Put the lines of the data below into a Markdown table with the columns Row and Line, leaving out any blank lines. Start at the line that contains "Note: for this drill, mark the wooden" and go through the end of the data, including both.

** START OF SUPPLIED DATA **

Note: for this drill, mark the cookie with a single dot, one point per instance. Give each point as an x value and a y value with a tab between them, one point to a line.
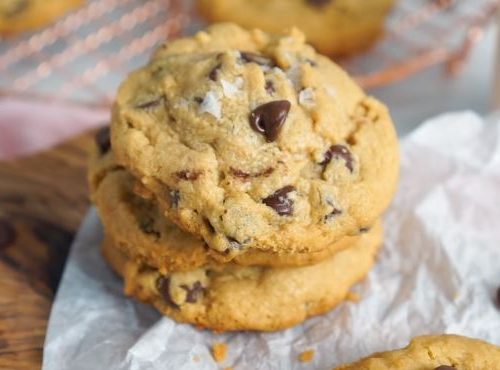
26	15
255	142
138	228
337	27
228	297
437	352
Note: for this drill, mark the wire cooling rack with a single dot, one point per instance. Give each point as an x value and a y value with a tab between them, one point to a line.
83	57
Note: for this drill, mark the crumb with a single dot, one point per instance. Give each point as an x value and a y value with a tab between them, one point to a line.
353	297
306	356
219	351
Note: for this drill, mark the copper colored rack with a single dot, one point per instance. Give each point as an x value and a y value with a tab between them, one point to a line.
82	57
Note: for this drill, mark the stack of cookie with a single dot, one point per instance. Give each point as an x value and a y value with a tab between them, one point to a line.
242	181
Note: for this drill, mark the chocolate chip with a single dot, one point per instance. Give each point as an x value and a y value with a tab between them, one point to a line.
333	214
215	72
151	104
103	139
280	202
270	87
209	225
7	234
318	2
233	243
249	57
193	293
188	175
268	119
163	286
338	151
174	196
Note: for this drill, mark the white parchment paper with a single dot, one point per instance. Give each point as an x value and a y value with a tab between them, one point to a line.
438	272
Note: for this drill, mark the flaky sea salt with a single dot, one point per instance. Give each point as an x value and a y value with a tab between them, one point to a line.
211	104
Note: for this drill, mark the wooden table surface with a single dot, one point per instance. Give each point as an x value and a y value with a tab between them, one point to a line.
43	199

** END OF SUPPLIED DATA **

RESULT BELOW:
| Row | Line |
|---|---|
| 1 | Note: for this drill, mark the wooden table surface with a single dot, one point per instance. Give each point as an x value and a y value with a tab between them, one point to a line. |
| 2 | 43	199 |